The government announced the closure of several sugar estates; initially the Wales sugar estate was named as the first to be closed one year after it was announced for closure.

The move by the government triggered protests led by pro-People’s Progressive Party (PPP) leaders who joined ranks with GAWU leaders on the West Demerara and later in the city.
Later several other estates in the Berbice belt were closed and these were also cited as being too costly to run. The opposition protested the move once more although the government made it clear that annual multi-billion dollar bailouts to the Guyana Sugar Corporation (GuySuCo) were hurting the economy.

But the move by the David Granger-government was an undertaking which was forecast and made known to the PPP-government way back in 1996 when the gloomy future of the sugar industry was written in black and white.

According to the draft National Development Strategy (NDS) of 1996, steps were urgently needed to be put into action and downsizing of the industry was suggested so that its sales could have been made profitable.

The undertaking, the NDS said, included the elimination of GuySuCo’s “least efficient components and relocate the labour force in more productive lines of work”. This effectively meant the closure of estates which were hampering the industry and the relocation of the labour force.

The PPP government was told that if by the end of the 1997 cane-harvesting cycle the Wales Sugar Estate was not able to reduce its production costs, the estate should be closed after that crop.

Additionally, the situation at the Uitvlugt and Enmore sugar estates faced an evaluation which also hinged on production costs, with the aim of making them viable by the year 2000, or phasing them out if they proved otherwise.

According to the 1996 report, the strategy proposed was an indirect response to trends in Guyana’s economy at the time. According to the report, they were needed in response to signals of reductions in labour turn-out for some of the Demerara estates.
“So it also is an acceleration of a natural process, undertaken for the sake of making the industry more competitive as soon as possible and also to avoid greater pressure on the public sector finances,” the report stated at the time.

Fast forward to the years after 2000, the PPP commenced the bailout process, with hefty sums to keep the industry afloat, the rising cost of production being the critical factor in the billions of taxpayers’ funds being turned over to GuySuCo.

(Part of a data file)

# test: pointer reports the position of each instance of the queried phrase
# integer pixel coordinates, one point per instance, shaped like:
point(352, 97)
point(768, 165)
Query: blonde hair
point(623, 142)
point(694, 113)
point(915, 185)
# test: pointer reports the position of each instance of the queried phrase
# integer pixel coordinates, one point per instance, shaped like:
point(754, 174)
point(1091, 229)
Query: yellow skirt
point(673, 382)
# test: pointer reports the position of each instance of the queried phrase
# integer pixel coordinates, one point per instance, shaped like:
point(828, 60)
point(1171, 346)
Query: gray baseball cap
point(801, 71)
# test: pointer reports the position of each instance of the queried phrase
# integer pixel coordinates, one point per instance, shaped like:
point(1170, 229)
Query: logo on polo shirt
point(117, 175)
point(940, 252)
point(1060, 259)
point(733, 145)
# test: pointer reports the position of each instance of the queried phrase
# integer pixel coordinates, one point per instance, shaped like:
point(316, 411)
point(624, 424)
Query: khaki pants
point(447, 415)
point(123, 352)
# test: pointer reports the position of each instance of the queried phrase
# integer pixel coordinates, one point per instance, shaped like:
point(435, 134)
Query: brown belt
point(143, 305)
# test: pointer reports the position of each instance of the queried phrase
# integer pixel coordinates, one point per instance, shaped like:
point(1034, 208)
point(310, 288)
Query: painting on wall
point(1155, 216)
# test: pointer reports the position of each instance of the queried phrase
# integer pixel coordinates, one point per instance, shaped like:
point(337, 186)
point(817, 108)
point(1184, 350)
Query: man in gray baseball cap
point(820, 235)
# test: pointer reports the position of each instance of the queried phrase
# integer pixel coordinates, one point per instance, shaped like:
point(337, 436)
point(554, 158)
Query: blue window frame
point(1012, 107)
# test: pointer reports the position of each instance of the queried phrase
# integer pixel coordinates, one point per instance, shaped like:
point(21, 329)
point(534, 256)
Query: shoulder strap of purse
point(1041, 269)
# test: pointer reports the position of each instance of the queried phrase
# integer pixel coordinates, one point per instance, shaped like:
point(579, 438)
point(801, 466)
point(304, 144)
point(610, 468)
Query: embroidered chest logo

YOUR TASKS:
**a.** Does each of these statements agree with the sugar industry article? (i) The 1996 draft National Development Strategy suggested downsizing the sugar industry. (ii) The Wales Sugar Estate was to be closed if it could not reduce its production costs by the end of the 1997 cane-harvesting cycle. (iii) Uitvlugt and Enmore were to be made viable by 1998. Answer yes or no for each, and quote the deciding words.
**b.** Copy the stretch from "But the move" through "the labour force." in the sugar industry article, renaming "GuySuCo" as "the Guyana Sugar Corporation".
**c.** List every sugar estate that the sugar industry article names.

SOLUTIONS BY TASK:
**a.**
(i) Yes: "downsizing of the industry was suggested"
(ii) Yes: "if by the end of the 1997 cane-harvesting cycle the Wales Sugar Estate was not able to reduce its production costs, the estate should be closed after that crop"
(iii) No: "with the aim of making them viable by the year 2000"

**b.**
But the move by the David Granger-government was an undertaking which was forecast and made known to the PPP-government way back in 1996 when the gloomy future of the sugar industry was written in black and white.

According to the draft National Development Strategy (NDS) of 1996, steps were urgently needed to be put into action and downsizing of the industry was suggested so that its sales could have been made profitable.

The undertaking, the NDS said, included the elimination of the Guyana Sugar Corporation’s “least efficient components and relocate the labour force in more productive lines of work”. This effectively meant the closure of estates which were hampering the industry and the relocation of the labour force.

**c.** Wales, Uitvlugt, Enmore